In the piece on Aids in Uganda below, reproduce the passage from "By Musaazi Namiti" to "as a country.", swapping "World Aids Day" for "World AIDS Day" wherever it occurs.
*** Opening EXTRACT TO READ ***
Our triumphalist narrative about Aids is dampened by statistics

Sunday December 1 2019


By Musaazi Namiti

We are marking the 30th World Aids Day today with some very good news, although it is not new news. One of our own, Winnie Byanyima, was recently appointed by the UN secretary general, Antonio Guterres, to head UNAIDS, the UN agency that is responsible for combating HIV/Aids globally, something we should be proud of as a country.

Ms Byanyima is the third executive director of UNAIDS. Her degrees, like those of her predecessor Michel Sidibe, have nothing to do with medicine/epidemiology—but many agree that, given her international work experience and the fact that she is from a country that was ravaged by HIV/Aids and managed to fight the scourge with considerable success, she fits the bill.

The theme of this year’s World Aids Day is “Communities make the difference”, and Ms Byanyima says in a video on her organisation’s website that “communities are the best hope for ending Aids”.

Uganda has communities, but they have yet to eliminate HIV/Aids, although the country has been hailed for bringing the disease under control.
That said, Aids is still stealing lives even as anti-retroviral therapy is becoming considerably cheaper (and free in some places) than it was decades ago.

The story of HIV/Aids is close to the hearts of millions of Ugandans because it is not easy to find a Ugandan who has not lost a family member or a friend to HIV/Aids. But for me, it is even closer mainly because of my close ties to Rakai, a district which was the epicentre of the Aids pandemic in the 1980s and early 1990s.

When I first visited Rakai in 1987, the district was reeling from the pandemic. Funerals of Aids victims were more common than parties; entire families were being wiped out; children orphaned at a tender age had become heads of families and breadwinners yet they themselves had to be looked after.
*** Closing EXTRACT TO READ ***
*** Opening DATA TO EXAMINE ***
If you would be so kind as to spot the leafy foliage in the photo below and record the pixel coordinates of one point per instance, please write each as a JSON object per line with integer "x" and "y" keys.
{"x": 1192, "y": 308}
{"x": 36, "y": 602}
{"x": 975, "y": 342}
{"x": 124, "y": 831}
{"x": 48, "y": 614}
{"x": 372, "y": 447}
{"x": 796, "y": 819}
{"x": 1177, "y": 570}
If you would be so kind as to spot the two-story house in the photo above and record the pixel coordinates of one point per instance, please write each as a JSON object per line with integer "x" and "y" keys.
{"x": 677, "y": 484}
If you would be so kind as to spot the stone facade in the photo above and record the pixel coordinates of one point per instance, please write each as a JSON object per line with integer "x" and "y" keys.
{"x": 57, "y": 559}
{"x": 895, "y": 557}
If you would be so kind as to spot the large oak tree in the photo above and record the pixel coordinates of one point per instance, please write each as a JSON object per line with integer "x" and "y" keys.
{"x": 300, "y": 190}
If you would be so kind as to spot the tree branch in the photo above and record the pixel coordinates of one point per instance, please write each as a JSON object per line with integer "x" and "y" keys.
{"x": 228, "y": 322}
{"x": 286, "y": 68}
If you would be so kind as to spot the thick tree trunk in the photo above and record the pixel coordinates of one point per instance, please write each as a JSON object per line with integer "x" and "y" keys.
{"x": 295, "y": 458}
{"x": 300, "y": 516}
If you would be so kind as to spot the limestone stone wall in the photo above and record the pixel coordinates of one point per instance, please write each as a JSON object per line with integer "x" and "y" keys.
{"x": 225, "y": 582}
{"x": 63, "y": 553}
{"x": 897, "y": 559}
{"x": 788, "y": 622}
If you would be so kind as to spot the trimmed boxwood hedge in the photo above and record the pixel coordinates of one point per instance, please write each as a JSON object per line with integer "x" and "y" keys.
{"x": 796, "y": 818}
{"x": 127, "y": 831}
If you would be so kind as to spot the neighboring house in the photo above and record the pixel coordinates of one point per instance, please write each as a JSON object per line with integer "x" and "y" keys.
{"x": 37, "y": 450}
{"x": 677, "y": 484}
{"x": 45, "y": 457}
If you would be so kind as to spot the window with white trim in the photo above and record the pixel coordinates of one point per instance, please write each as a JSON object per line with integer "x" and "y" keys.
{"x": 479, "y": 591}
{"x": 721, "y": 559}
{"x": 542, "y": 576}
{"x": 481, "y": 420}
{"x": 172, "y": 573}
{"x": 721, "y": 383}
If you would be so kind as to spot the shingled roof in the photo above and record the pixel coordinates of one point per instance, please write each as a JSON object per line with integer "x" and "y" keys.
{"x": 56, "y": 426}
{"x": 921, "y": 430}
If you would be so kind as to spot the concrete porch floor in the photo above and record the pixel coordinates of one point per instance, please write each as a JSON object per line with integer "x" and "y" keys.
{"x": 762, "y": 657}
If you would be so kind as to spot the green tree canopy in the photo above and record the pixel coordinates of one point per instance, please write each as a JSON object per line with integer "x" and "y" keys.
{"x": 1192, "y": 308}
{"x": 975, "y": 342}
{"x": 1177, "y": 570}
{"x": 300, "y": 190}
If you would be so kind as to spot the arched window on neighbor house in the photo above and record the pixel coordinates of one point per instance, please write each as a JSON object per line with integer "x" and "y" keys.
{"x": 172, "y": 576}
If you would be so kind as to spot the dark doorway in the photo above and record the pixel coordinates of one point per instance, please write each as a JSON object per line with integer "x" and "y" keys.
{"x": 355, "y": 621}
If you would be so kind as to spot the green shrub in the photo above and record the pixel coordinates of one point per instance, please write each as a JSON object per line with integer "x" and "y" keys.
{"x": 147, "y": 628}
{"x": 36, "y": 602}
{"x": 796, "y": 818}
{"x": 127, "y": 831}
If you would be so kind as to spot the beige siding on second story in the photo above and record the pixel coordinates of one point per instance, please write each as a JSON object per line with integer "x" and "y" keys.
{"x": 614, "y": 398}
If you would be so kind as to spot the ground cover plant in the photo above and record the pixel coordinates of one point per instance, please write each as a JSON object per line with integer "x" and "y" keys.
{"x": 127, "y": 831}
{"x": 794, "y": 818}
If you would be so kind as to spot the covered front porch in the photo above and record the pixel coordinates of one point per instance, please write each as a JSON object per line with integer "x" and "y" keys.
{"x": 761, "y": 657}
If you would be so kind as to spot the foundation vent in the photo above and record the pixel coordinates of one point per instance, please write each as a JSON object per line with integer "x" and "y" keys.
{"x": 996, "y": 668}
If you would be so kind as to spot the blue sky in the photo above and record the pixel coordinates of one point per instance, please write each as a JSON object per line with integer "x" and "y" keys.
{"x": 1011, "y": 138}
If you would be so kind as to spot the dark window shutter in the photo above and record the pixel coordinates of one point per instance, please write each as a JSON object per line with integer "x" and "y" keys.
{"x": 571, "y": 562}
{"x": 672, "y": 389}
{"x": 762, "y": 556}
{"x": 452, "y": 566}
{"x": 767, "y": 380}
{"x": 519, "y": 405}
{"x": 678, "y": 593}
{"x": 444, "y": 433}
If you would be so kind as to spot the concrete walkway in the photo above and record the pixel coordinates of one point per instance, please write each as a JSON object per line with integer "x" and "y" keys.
*** Closing DATA TO EXAMINE ***
#### [EXERCISE OUTPUT]
By Musaazi Namiti

We are marking the 30th World AIDS Day today with some very good news, although it is not new news. One of our own, Winnie Byanyima, was recently appointed by the UN secretary general, Antonio Guterres, to head UNAIDS, the UN agency that is responsible for combating HIV/Aids globally, something we should be proud of as a country.